---------- Data for processing

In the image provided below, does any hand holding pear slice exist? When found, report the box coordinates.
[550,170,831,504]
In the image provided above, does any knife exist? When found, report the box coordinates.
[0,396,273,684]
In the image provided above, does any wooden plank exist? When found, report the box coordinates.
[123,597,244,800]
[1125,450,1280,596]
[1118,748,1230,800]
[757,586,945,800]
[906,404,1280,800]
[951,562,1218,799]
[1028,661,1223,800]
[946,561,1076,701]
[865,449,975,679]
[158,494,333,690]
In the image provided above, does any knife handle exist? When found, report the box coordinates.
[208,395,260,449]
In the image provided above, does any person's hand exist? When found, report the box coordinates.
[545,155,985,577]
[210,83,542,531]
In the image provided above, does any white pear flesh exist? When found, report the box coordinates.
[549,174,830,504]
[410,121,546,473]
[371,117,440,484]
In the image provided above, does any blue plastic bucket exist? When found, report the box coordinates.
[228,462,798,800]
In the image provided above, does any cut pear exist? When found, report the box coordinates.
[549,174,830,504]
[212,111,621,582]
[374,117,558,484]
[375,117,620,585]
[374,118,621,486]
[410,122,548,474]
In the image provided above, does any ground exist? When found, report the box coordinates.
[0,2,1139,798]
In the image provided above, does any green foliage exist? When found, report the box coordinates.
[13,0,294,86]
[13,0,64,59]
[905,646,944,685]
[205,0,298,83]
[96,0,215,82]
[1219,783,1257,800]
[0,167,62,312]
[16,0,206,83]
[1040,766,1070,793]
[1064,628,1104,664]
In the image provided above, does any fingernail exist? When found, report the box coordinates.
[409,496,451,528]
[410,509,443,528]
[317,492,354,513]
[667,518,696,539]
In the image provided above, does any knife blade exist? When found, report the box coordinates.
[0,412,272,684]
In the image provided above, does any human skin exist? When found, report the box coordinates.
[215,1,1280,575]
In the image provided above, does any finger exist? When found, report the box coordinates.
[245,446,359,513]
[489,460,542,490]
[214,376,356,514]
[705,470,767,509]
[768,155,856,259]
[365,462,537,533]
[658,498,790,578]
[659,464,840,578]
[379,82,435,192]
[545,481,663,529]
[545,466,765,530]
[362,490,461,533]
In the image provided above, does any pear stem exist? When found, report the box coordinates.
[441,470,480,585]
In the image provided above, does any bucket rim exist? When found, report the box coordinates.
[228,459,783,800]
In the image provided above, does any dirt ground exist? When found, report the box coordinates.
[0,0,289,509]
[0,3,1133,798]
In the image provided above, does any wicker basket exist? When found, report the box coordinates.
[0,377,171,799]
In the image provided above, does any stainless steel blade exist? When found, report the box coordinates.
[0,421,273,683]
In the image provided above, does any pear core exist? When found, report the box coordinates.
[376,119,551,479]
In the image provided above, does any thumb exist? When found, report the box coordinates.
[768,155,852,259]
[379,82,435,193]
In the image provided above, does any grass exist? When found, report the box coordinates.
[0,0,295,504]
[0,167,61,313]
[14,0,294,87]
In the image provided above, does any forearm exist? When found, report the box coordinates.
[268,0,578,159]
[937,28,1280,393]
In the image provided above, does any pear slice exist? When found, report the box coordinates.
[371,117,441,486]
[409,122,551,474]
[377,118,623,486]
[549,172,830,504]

--------------------

- [Brief]: Give again each line shown above, keeping every word as it is.

- [Expected output]:
In the image provided below, does any hand holding pear slice exist? When found, report the box coordinates.
[550,170,831,504]
In the image provided above, does any knife exist? When found, report the box coordinates.
[0,396,273,684]
In the image provided above, does any wooden plank exist? When found, report the box coordinates.
[123,597,244,800]
[1125,450,1280,596]
[1118,748,1230,800]
[757,586,945,800]
[906,404,1280,800]
[951,562,1218,799]
[1028,661,1223,800]
[946,561,1076,701]
[865,449,975,679]
[158,494,333,690]
In the image provided above, does any knife handle exist? When found, report the box coordinates.
[208,395,260,449]
In the image provided above, does any person's hand exist? When found, report the box coordinates.
[545,155,985,577]
[210,83,542,531]
In the image provided above, does any white pear flesh exist? When found, report the box coordinates.
[549,174,830,504]
[410,121,546,473]
[371,117,440,484]
In the image provided above, does any blue plastic bucket exist? When found, report the box coordinates.
[228,462,798,800]
In the image provided above, does any cut pear exist? When found, report the box coordinates.
[549,174,830,504]
[212,111,621,582]
[374,117,558,484]
[375,117,620,585]
[374,118,621,486]
[410,122,548,474]
In the image provided above, does any ground exist? When found, report the box coordinates.
[0,2,1139,798]
In the image provided above, does any green foliage exist? When found, report the box coordinates.
[13,0,294,86]
[13,0,64,59]
[905,646,944,685]
[205,0,298,83]
[96,0,215,82]
[1219,783,1257,800]
[0,167,62,312]
[16,0,206,83]
[1040,766,1070,793]
[1064,628,1104,664]
In the image provided above, does any fingernail exist? When found, report the box coordinates.
[409,496,451,528]
[410,509,443,528]
[317,492,354,513]
[667,518,696,539]
In the image provided above, does any knife blade exist? When found, report the box coordinates.
[0,412,272,684]
In the image provided above, does any human skin exist? When found, report the box coordinates.
[215,1,1280,575]
In the image provided above, does any finger exist? When found, report the box coordinates.
[245,446,359,513]
[489,460,542,490]
[214,376,356,514]
[705,470,767,509]
[768,155,856,259]
[365,462,537,533]
[658,498,790,578]
[659,464,840,578]
[379,82,435,192]
[545,481,663,529]
[545,466,765,530]
[362,490,461,533]
In the image provided above, does any pear stem exist? When found, report the box coordinates.
[441,470,480,585]
In the image provided above, does any bucket rim exist? When found, report the box coordinates.
[228,459,783,800]
In the image provided above, does any dirt ground exist? When found, report the box coordinates.
[0,0,289,509]
[0,3,1133,798]
In the image provided above, does any wicker basket exist? When found, report the box coordinates.
[0,377,171,799]
In the image provided above, does any stainless steel blade exist? When found, report the box coordinates.
[0,421,273,683]
In the image provided above, does any pear core exist? When found, report the box coordinates.
[376,119,551,479]
In the image provided above, does any thumb exist? When found, report the box coordinates.
[768,155,852,259]
[379,82,435,193]
In the image provided above, does any grass exist? When found, report the box coordinates.
[0,0,295,504]
[0,167,61,313]
[14,0,294,87]
In the image provided above, does any forearm exist? When found, report the box coordinates.
[268,0,578,159]
[937,28,1280,393]
In the image provided above, does any pear slice exist? When found, report the box coordinates.
[371,117,441,486]
[409,122,551,474]
[377,118,623,486]
[549,172,830,504]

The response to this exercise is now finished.